■ Source data
— start —

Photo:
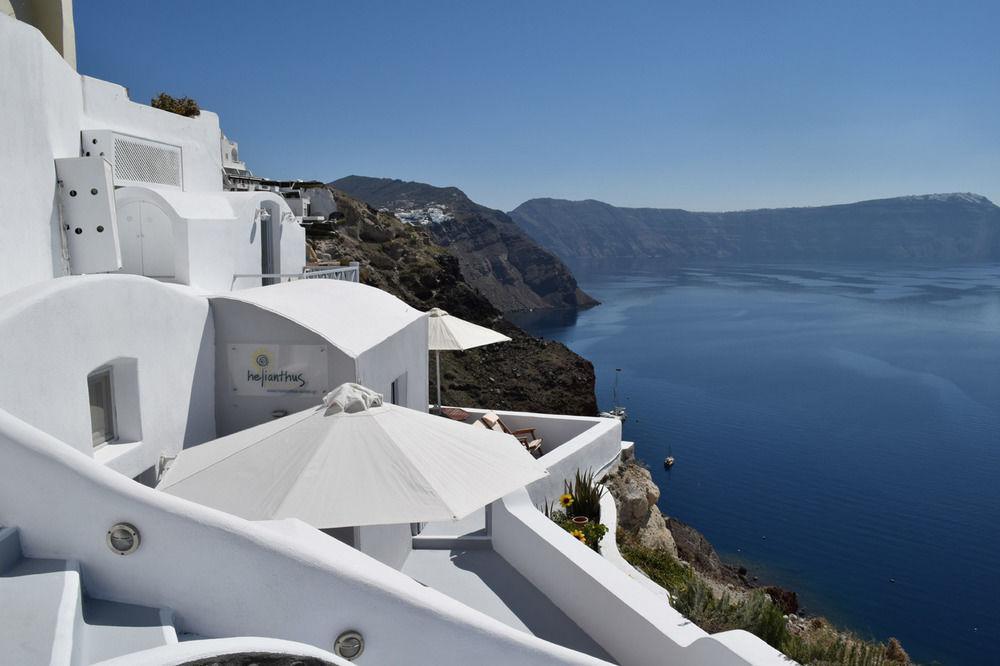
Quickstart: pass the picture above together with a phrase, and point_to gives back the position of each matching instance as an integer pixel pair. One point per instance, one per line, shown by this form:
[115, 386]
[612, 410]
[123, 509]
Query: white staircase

— end —

■ Exercise details
Please rewrite the entries above with every "instance" changed to "object" and everything else kept the same. Omit the pictures from your answer.

■ Task response
Photo:
Quickstart: pass the picture above together with a phrase, and point_to gives back the position of each matching object as an integer pixel pair. One point per object, one per line, shown by this form:
[115, 386]
[612, 410]
[123, 509]
Query: white staircase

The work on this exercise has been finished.